**DIRECTIONS FOR THIS TASK**.
The line containing "Query: dark wood grain" marks the start of the required copy, which runs to the final line of the entries; return those lines exactly, without any pictures.

[A block of data]
* START *

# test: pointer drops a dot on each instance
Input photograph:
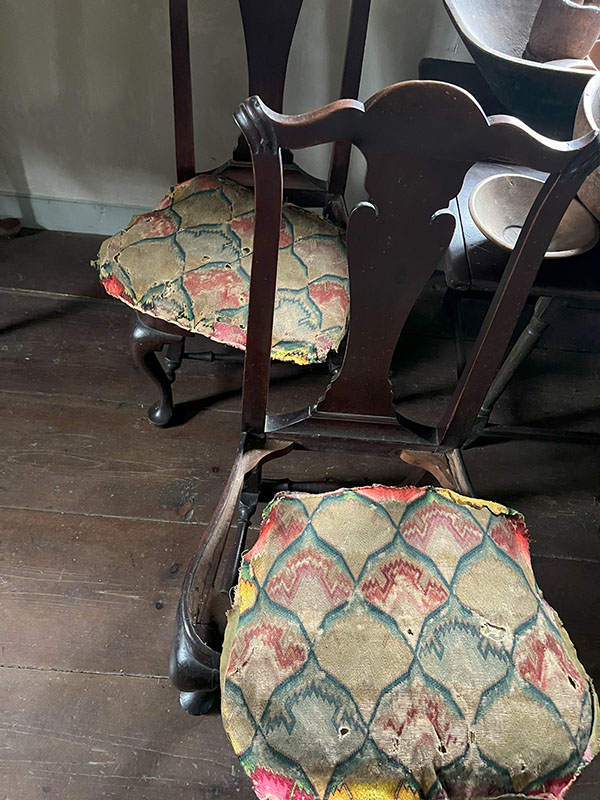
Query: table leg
(546, 310)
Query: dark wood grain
(183, 110)
(111, 737)
(405, 224)
(69, 726)
(98, 585)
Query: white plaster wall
(85, 92)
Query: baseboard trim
(75, 216)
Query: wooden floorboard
(100, 512)
(91, 593)
(72, 736)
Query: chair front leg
(202, 611)
(147, 337)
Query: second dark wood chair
(419, 139)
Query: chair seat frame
(395, 241)
(268, 31)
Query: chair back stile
(395, 242)
(268, 33)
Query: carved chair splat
(395, 241)
(268, 32)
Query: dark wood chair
(419, 139)
(269, 31)
(474, 266)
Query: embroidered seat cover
(392, 644)
(188, 262)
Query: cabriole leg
(144, 342)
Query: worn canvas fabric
(188, 262)
(392, 644)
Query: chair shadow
(65, 308)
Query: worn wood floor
(99, 513)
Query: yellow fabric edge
(496, 508)
(230, 631)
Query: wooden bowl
(496, 33)
(499, 206)
(588, 119)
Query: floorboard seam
(199, 523)
(85, 672)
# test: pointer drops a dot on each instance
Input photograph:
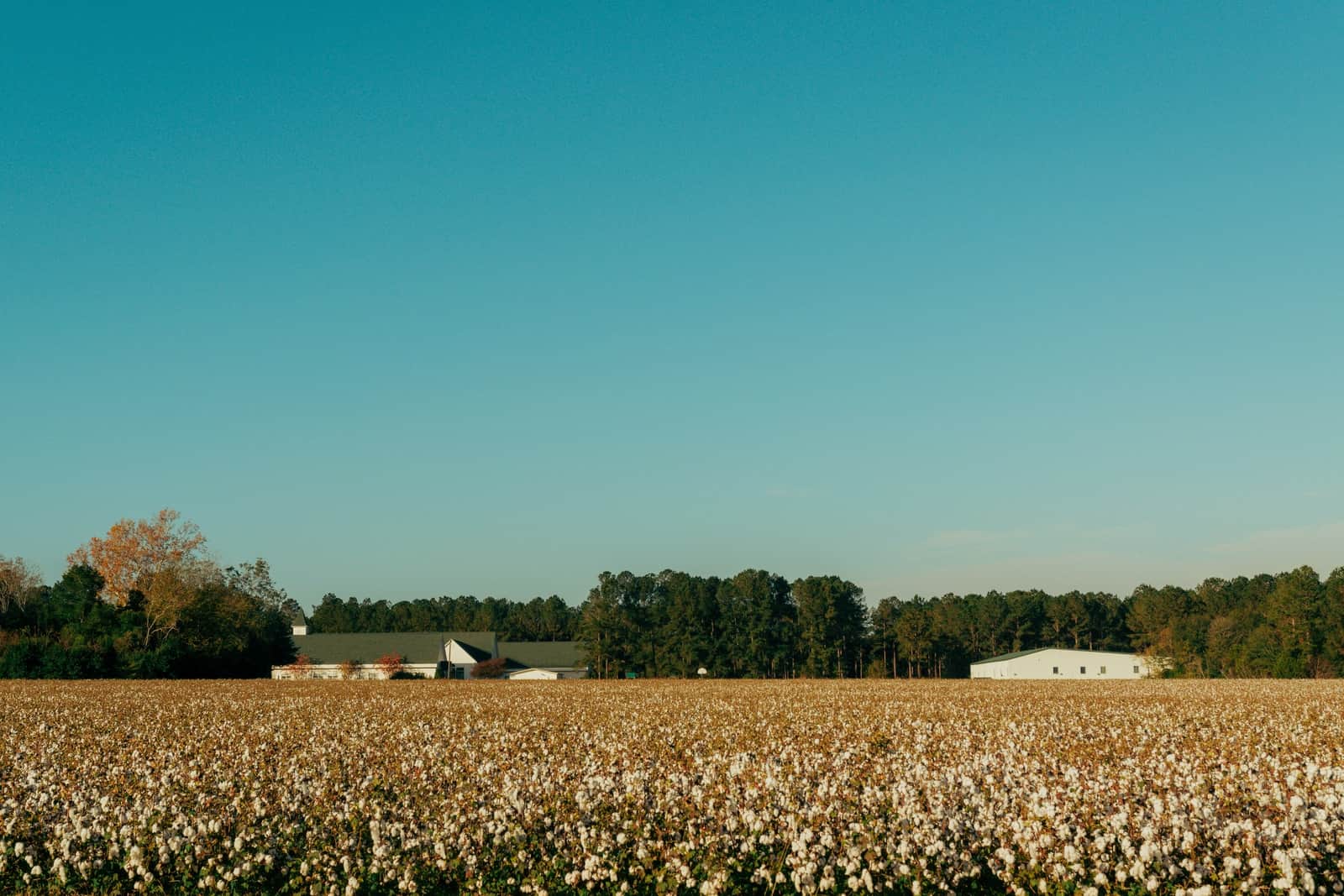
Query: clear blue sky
(491, 297)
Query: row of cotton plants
(336, 789)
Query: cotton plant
(335, 789)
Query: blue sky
(487, 298)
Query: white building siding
(1057, 663)
(548, 674)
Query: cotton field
(699, 786)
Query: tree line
(537, 620)
(759, 624)
(145, 600)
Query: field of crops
(555, 788)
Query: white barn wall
(1070, 665)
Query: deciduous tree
(134, 550)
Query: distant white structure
(1059, 663)
(546, 674)
(429, 654)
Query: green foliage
(226, 629)
(537, 620)
(759, 625)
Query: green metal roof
(1010, 656)
(416, 647)
(542, 654)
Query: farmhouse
(1058, 663)
(429, 654)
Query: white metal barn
(1059, 663)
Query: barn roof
(1010, 656)
(542, 654)
(417, 647)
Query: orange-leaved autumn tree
(19, 580)
(134, 551)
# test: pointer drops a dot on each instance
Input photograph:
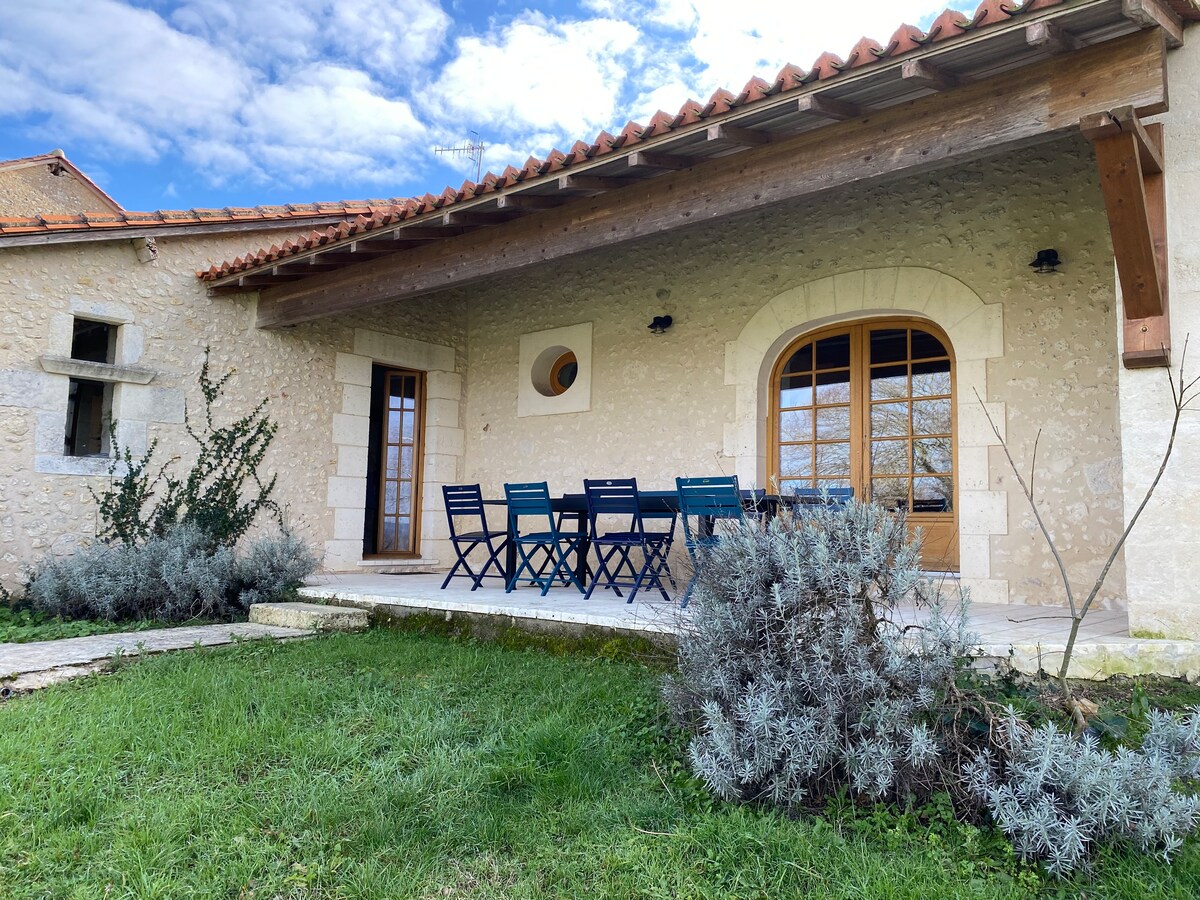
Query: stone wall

* END *

**SOLUTION**.
Query: dark wood grain
(183, 110)
(111, 737)
(405, 224)
(69, 726)
(98, 585)
Query: white plaster wall
(85, 92)
Query: baseboard trim
(75, 216)
Query: wooden floorboard
(100, 512)
(91, 593)
(72, 736)
Query: chair front leg
(202, 611)
(147, 337)
Query: second dark wood chair
(419, 139)
Query: chair seat frame
(395, 241)
(268, 31)
Query: chair back stile
(395, 242)
(268, 33)
Query: carved chair splat
(395, 241)
(268, 32)
Query: dark wood chair
(419, 139)
(269, 31)
(474, 266)
Query: embroidered seat cover
(392, 644)
(188, 262)
Query: cabriole leg
(144, 342)
Query: worn canvas fabric
(188, 262)
(392, 644)
Query: chair shadow
(65, 308)
Query: worn wood floor
(99, 513)
Query: yellow fabric edge
(496, 508)
(230, 631)
Query: wooden bowl
(496, 33)
(499, 206)
(588, 119)
Query: floorboard seam
(199, 523)
(85, 672)
# test: pointer drops a dot on each instance
Input photograph:
Query: clear blue sky
(491, 297)
Query: row of cotton plants
(336, 789)
Query: cotton plant
(335, 789)
Query: blue sky
(487, 298)
Query: white building siding
(1057, 663)
(548, 674)
Query: cotton field
(699, 786)
Query: tree line
(537, 620)
(759, 624)
(145, 600)
Query: field of crops
(555, 788)
Query: white barn wall
(1070, 665)
Query: deciduous tree
(134, 550)
Query: distant white structure
(1059, 663)
(546, 674)
(429, 654)
Query: green foliage
(226, 629)
(537, 620)
(759, 625)
Query: green metal roof
(1010, 656)
(416, 647)
(542, 654)
Query: farmhouse
(1058, 663)
(429, 654)
Query: white metal barn
(1059, 663)
Query: barn roof
(1010, 656)
(542, 654)
(417, 647)
Query: orange-leaved autumn tree
(19, 580)
(134, 551)
# test: pointer drops a dot on each instance
Input photograph:
Query: stone wall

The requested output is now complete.